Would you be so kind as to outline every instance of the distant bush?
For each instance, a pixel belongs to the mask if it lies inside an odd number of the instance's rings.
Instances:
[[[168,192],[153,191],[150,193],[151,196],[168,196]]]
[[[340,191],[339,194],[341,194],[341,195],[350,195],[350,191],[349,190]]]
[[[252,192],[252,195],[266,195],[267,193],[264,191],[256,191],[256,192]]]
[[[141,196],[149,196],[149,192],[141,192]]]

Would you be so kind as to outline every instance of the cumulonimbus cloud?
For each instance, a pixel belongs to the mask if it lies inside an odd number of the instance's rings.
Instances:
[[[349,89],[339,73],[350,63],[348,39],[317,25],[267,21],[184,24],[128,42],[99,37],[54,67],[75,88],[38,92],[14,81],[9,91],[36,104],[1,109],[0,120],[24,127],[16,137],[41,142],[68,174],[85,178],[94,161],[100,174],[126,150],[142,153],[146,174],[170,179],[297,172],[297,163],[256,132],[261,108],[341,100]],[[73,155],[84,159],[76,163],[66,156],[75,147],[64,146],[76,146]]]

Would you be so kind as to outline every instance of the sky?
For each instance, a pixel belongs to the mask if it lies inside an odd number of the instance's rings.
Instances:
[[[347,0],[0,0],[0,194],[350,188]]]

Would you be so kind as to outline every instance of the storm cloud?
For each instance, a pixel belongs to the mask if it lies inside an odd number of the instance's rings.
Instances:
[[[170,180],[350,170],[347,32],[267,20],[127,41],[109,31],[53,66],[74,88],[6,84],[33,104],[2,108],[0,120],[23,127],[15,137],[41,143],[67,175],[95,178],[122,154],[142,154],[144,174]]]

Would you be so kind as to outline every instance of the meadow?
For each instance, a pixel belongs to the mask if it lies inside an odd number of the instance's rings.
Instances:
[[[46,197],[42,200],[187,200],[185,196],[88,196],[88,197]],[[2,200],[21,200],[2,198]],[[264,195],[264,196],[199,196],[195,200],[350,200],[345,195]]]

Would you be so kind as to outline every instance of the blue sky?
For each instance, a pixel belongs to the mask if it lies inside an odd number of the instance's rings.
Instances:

TASK TO COMPLETE: Here the job is to transcribe the lines from the first line of the data through the line containing "of the sky?", inclusive, exactly and with nothing else.

SOLUTION TO THIS PROBLEM:
Would you be so kind as to outline every instance of the distant bush?
For each instance, a pixel belongs to the mask if it lies inside an odd number of the instance's rings.
Instances:
[[[168,192],[153,191],[150,193],[151,196],[168,196]]]
[[[340,191],[339,194],[341,194],[341,195],[350,195],[350,191],[349,190]]]
[[[252,192],[252,195],[266,195],[267,193],[264,191],[256,191],[256,192]]]
[[[141,196],[149,196],[149,192],[141,192]]]

Would you be so kind as to outline every instance of the cumulonimbus cloud?
For each instance, a pixel belongs to the mask if it lies inside an odd number of the instance's rings.
Instances:
[[[349,89],[339,73],[350,63],[348,39],[317,25],[267,21],[184,24],[128,42],[99,37],[54,67],[75,88],[38,92],[14,81],[9,91],[36,104],[1,109],[0,120],[24,127],[16,137],[41,142],[68,174],[85,178],[94,161],[100,174],[126,150],[142,153],[146,174],[170,179],[297,172],[297,163],[256,132],[261,108],[341,100]],[[73,155],[84,159],[76,163],[66,156],[75,147],[64,146],[76,146]]]

Would you be so kind as to outline every instance of the sky?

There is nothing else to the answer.